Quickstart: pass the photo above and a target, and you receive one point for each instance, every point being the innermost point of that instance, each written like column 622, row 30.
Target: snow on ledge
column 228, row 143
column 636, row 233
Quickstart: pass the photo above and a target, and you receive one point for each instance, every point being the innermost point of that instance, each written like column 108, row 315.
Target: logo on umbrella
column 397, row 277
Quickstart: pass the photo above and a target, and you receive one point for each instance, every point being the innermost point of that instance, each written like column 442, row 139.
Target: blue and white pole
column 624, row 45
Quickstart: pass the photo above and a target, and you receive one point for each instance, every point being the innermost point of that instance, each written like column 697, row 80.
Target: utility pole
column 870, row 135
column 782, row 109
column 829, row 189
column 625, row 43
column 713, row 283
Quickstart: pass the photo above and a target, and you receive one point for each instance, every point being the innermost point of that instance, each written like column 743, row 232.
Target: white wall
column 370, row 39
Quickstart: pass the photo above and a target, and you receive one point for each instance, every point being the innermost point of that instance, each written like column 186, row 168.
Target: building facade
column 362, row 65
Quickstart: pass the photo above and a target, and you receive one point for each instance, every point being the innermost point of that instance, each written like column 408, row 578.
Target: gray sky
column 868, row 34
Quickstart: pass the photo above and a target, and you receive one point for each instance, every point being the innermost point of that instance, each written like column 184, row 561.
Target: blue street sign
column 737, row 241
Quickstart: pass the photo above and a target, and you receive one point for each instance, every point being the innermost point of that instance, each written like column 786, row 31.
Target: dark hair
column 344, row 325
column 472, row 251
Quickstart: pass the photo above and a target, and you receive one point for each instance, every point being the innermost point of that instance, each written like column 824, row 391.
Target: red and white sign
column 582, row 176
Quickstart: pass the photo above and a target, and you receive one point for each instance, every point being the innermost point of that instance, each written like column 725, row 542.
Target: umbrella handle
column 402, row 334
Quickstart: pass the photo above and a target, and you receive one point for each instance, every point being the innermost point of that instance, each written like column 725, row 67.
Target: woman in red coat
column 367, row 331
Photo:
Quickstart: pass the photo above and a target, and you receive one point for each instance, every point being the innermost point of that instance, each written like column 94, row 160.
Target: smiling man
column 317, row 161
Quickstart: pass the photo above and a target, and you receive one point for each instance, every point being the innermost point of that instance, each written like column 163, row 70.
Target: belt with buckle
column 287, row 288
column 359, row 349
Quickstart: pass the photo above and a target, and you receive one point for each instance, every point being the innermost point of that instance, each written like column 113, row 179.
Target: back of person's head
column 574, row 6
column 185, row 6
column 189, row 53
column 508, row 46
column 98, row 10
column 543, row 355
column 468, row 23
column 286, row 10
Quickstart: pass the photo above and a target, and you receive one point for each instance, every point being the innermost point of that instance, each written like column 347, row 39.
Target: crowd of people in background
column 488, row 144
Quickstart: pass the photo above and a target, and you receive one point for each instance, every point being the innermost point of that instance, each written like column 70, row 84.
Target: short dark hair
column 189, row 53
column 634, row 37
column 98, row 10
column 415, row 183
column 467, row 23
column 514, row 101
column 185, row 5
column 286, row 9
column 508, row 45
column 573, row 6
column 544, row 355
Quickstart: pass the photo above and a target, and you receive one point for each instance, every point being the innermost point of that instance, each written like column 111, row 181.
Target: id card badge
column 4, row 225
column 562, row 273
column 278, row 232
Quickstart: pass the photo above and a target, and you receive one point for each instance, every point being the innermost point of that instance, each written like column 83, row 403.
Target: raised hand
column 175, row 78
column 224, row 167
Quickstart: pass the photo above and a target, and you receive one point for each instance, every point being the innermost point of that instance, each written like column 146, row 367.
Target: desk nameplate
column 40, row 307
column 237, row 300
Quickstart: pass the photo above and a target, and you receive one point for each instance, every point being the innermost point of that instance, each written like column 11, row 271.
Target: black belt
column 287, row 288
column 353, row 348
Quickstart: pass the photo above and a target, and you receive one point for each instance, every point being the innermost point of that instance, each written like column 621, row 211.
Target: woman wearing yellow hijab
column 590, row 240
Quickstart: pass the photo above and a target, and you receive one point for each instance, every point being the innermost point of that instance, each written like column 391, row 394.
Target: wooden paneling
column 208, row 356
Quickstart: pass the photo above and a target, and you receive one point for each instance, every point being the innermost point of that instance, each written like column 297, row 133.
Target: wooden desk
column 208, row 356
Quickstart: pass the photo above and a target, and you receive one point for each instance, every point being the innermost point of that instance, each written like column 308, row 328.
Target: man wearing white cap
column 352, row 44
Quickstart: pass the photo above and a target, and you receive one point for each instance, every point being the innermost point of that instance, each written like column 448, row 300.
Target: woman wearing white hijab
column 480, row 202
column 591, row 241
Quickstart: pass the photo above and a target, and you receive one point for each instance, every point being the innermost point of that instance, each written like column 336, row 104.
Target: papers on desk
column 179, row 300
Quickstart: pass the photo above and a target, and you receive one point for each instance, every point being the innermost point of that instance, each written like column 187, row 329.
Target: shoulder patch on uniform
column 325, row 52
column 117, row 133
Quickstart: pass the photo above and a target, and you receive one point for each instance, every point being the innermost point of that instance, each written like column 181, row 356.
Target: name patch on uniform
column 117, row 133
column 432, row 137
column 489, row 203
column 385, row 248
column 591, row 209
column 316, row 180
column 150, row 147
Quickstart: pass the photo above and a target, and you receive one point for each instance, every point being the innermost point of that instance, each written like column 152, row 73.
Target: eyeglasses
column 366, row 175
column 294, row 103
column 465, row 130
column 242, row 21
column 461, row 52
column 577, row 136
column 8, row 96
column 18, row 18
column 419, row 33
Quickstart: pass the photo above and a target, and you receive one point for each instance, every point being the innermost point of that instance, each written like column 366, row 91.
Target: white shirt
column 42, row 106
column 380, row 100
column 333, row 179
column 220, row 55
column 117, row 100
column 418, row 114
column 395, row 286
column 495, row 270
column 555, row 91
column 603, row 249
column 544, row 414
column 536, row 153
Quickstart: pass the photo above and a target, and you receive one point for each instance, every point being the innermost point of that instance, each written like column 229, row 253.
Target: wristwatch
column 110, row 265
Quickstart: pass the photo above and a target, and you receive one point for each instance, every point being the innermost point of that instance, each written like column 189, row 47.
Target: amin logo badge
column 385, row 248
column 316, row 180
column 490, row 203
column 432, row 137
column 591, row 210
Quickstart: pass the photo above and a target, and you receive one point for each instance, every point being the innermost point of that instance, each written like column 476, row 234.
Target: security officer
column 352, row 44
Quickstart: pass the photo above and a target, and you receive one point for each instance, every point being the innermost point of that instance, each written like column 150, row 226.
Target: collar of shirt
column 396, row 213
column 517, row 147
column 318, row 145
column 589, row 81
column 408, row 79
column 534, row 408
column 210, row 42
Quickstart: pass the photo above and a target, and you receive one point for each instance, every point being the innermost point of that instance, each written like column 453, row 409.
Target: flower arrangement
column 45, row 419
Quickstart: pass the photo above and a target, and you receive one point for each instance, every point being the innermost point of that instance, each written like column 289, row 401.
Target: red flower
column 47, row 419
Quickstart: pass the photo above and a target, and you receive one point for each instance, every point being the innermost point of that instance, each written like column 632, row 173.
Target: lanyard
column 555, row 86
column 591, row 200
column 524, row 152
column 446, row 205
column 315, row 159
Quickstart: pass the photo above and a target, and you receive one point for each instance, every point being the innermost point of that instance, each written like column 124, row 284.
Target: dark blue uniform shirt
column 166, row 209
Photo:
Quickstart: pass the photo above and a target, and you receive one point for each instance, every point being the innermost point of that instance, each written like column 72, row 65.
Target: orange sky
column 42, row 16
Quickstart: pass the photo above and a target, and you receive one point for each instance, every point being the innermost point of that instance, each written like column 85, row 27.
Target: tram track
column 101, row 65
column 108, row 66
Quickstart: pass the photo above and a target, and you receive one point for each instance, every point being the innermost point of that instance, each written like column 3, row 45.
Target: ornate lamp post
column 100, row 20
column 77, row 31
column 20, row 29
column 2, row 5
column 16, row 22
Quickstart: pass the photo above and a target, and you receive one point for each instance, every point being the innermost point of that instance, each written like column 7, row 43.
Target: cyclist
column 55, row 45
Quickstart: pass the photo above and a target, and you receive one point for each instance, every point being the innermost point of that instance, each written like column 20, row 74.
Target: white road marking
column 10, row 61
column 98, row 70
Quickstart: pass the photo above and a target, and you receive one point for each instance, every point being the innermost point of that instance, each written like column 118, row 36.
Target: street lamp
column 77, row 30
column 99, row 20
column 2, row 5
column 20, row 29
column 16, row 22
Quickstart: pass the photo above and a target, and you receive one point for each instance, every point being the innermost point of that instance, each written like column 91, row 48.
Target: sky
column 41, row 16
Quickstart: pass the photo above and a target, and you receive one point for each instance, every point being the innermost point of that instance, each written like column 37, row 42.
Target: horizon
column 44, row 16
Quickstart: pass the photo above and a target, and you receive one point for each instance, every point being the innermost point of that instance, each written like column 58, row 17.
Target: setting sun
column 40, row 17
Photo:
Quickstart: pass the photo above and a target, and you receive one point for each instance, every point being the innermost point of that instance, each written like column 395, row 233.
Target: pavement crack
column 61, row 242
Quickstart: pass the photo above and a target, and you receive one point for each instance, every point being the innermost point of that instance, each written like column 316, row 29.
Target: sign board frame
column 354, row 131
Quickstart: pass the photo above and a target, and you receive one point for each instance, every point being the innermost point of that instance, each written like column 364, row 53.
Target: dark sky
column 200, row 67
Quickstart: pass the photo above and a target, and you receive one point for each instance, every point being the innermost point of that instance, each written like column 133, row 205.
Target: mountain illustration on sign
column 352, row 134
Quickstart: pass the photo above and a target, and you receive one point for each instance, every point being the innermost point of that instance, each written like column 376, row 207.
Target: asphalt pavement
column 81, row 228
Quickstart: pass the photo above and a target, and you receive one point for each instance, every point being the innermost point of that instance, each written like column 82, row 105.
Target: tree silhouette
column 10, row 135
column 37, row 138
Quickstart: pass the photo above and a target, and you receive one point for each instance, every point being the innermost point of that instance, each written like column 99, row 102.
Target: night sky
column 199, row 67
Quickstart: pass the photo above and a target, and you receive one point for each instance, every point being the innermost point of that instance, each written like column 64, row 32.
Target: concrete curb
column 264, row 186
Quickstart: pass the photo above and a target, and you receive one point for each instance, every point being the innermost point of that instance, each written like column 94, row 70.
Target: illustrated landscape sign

# # #

• Trabalho pedido: Apresente em forma de lista numerada as linhas dos dados, começando na que contém "289, row 401." e terminando na que contém "column 55, row 45", ambas incluídas. Deixe de fora as linhas em branco.

• Solução:
1. Quickstart: pass the photo above and a target, and you receive one point for each instance, every point being the innermost point of that instance, each written like column 289, row 401.
2. Target: red flower
3. column 47, row 419
4. Quickstart: pass the photo above and a target, and you receive one point for each instance, every point being the innermost point of that instance, each written like column 632, row 173.
5. Target: lanyard
6. column 555, row 86
7. column 591, row 200
8. column 524, row 152
9. column 446, row 205
10. column 315, row 159
11. Quickstart: pass the photo above and a target, and you receive one point for each instance, every point being the innermost point of that instance, each written like column 124, row 284.
12. Target: dark blue uniform shirt
13. column 166, row 209
14. Photo:
15. Quickstart: pass the photo above and a target, and you receive one point for each instance, every point being the innermost point of that instance, each written like column 72, row 65.
16. Target: orange sky
17. column 42, row 16
18. Quickstart: pass the photo above and a target, and you receive one point for each instance, every point being the innermost point of that instance, each written like column 85, row 27.
19. Target: tram track
20. column 101, row 65
21. column 108, row 66
22. Quickstart: pass the photo above and a target, and you receive one point for each instance, every point being the innermost point of that instance, each written like column 3, row 45.
23. Target: ornate lamp post
24. column 100, row 20
25. column 77, row 31
26. column 20, row 29
27. column 2, row 5
28. column 16, row 22
29. Quickstart: pass the photo above and a target, and you receive one point for each instance, every point being the innermost point of that instance, each written like column 7, row 43.
30. Target: cyclist
31. column 55, row 45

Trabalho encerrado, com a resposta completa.